▶ Data for this task
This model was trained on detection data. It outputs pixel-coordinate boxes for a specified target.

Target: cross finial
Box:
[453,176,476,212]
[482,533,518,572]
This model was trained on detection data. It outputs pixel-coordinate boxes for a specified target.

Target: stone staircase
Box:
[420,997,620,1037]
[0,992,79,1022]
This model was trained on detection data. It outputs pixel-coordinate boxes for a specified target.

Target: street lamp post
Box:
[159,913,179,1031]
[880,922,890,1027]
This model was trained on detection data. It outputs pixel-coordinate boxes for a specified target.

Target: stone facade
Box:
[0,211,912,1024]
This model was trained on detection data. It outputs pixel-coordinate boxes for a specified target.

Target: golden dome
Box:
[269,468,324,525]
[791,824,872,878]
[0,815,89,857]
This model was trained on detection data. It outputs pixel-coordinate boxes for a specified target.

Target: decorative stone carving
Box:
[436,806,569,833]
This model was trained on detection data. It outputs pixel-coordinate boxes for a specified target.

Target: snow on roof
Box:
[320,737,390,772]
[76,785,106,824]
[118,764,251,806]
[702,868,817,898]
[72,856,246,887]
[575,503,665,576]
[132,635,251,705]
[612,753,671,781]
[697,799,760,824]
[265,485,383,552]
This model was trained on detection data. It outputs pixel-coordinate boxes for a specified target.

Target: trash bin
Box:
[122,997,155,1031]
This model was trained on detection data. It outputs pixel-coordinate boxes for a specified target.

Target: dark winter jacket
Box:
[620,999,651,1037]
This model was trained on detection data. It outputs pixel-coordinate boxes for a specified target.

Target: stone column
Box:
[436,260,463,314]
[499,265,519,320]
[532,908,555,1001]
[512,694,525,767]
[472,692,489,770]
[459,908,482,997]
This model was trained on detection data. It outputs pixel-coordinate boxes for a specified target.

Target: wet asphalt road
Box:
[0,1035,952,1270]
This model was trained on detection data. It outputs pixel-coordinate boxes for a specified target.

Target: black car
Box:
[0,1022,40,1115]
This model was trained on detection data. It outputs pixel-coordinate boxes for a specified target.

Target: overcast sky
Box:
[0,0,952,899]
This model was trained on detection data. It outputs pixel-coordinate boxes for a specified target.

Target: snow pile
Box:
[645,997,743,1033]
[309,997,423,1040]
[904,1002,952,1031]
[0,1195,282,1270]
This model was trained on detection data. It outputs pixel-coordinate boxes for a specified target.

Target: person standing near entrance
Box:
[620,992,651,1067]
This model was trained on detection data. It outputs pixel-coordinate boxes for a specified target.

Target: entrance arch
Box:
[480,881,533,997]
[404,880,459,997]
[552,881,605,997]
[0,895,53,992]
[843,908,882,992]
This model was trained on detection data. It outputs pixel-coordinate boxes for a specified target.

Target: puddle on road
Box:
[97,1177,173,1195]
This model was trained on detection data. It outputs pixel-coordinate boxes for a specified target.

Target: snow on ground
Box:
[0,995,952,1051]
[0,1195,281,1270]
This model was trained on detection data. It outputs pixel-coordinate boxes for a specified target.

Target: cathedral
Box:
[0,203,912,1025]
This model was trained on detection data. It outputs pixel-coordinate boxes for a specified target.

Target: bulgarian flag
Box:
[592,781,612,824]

▶ Exercise requirements
Please pick out each line of the listing above that contains the word "snow", and copy those lines.

▶ Solution for this problem
Target: snow on roof
Target: snow pile
Target: snow on ground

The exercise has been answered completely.